AVAILABLE RECORDS below:

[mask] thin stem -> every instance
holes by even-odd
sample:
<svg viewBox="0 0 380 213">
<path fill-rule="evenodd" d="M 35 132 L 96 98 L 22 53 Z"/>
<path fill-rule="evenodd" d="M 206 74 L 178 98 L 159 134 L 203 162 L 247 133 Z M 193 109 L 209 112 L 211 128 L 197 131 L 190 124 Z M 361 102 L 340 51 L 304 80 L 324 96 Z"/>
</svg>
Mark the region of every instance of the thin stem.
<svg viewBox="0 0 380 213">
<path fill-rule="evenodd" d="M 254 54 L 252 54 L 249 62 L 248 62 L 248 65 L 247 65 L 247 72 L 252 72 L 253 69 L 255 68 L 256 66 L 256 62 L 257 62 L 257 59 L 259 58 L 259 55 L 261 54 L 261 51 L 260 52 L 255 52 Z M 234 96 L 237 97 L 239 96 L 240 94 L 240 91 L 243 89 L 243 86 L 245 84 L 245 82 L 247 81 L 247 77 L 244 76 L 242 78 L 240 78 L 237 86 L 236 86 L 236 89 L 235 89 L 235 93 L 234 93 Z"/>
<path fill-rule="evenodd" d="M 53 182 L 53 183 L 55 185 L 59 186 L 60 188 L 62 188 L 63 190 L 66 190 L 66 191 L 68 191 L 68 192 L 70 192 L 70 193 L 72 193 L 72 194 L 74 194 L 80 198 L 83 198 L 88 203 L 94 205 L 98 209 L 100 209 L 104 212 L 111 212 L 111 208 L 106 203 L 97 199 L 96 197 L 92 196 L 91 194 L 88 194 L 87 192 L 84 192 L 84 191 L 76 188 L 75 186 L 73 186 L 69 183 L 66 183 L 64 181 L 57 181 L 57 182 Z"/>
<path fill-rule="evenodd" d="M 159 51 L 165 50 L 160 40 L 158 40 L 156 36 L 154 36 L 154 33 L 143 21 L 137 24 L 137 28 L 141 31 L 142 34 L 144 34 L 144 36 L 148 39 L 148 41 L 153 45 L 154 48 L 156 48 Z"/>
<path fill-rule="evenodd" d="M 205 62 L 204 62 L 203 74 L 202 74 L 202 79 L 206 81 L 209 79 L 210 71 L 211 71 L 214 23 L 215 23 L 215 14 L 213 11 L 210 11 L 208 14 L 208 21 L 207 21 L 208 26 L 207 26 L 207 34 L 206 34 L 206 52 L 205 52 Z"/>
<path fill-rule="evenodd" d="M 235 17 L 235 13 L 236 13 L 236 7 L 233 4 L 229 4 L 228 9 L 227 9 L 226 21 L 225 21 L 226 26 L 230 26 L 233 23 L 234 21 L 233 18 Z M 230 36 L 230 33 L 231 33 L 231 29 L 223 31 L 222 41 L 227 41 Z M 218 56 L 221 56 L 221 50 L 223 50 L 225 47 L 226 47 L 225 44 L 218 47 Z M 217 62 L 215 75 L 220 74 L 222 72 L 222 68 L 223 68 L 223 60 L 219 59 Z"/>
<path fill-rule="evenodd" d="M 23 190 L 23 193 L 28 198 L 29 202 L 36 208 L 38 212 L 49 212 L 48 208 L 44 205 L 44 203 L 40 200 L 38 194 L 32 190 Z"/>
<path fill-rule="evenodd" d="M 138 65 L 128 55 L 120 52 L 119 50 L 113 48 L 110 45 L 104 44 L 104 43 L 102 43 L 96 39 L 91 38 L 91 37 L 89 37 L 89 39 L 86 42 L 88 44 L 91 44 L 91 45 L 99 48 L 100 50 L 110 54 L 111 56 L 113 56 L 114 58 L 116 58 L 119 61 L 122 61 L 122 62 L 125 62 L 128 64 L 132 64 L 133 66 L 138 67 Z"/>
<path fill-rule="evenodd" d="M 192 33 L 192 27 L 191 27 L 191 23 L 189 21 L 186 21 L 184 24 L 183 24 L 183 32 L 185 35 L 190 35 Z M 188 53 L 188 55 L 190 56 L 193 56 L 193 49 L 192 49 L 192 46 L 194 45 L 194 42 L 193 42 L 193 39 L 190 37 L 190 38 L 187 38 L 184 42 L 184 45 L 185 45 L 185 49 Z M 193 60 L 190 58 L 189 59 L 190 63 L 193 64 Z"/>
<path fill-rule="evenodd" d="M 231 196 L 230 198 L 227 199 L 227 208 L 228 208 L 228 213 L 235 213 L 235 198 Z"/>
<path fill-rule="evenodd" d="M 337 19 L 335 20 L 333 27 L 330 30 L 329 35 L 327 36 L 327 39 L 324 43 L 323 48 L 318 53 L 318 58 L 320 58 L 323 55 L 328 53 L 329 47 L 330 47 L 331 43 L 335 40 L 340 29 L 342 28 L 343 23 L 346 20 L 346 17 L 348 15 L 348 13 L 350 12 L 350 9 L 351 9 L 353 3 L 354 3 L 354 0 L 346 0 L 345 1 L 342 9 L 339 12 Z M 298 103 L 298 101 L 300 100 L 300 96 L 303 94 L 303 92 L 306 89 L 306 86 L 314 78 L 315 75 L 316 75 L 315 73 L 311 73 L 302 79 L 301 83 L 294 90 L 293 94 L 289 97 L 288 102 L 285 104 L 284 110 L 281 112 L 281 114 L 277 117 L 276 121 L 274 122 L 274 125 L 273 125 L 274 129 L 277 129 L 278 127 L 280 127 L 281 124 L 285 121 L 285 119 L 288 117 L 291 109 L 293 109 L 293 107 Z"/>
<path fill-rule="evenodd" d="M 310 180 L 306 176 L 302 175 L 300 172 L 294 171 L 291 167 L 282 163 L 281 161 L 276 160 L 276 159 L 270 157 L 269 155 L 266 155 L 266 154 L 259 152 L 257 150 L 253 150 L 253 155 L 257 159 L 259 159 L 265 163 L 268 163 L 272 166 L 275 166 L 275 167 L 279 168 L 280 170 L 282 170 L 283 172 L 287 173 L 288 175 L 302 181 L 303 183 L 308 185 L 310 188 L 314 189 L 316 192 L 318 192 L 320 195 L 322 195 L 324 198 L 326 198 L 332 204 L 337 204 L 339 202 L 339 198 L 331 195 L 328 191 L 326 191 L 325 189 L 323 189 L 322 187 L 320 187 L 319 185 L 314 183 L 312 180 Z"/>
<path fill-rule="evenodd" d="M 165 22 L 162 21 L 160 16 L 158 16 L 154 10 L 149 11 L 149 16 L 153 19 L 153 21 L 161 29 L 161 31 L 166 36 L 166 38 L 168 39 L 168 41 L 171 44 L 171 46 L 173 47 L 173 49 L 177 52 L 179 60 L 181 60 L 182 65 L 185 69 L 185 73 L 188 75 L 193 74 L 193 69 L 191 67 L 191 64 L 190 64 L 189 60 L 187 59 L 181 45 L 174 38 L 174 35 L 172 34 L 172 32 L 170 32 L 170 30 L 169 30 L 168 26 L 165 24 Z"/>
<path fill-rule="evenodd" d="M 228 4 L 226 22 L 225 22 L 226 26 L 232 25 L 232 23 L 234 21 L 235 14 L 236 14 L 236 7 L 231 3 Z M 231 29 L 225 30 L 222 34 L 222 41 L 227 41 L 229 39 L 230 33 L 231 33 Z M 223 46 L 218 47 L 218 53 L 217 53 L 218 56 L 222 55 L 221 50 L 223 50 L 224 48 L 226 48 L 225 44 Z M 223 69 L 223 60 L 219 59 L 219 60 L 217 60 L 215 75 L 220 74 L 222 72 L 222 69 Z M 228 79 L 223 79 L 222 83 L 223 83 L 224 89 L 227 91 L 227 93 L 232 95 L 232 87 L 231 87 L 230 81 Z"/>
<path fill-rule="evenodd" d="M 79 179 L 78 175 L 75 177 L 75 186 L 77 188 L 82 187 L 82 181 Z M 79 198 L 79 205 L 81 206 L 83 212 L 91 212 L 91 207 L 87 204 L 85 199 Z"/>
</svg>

End of AVAILABLE RECORDS.

- DESCRIPTION OF THE TASK -
Go over the listing above and copy out each line that includes "every".

- EXPECTED ANSWER -
[mask] thin stem -> every instance
Mark the region of every instance of the thin stem.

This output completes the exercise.